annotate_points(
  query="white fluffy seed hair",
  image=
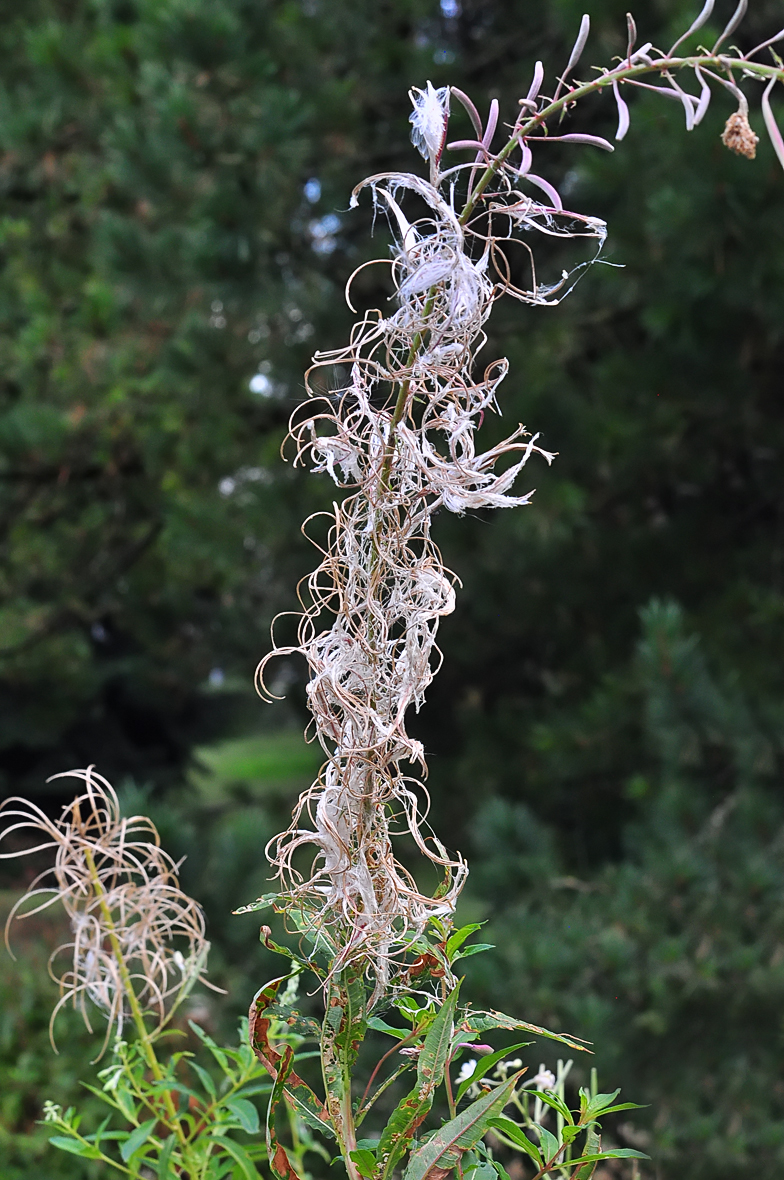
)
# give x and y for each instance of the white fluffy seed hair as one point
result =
(115, 882)
(399, 439)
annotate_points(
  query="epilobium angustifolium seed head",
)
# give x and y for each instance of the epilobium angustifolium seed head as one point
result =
(134, 929)
(397, 436)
##########
:: Instructions to follow ::
Pull out all lines of the data with the string "white".

:: Exercise result ::
  query="white fluffy seed hair",
# give x and y for each instance of the white fluffy seed hair as one point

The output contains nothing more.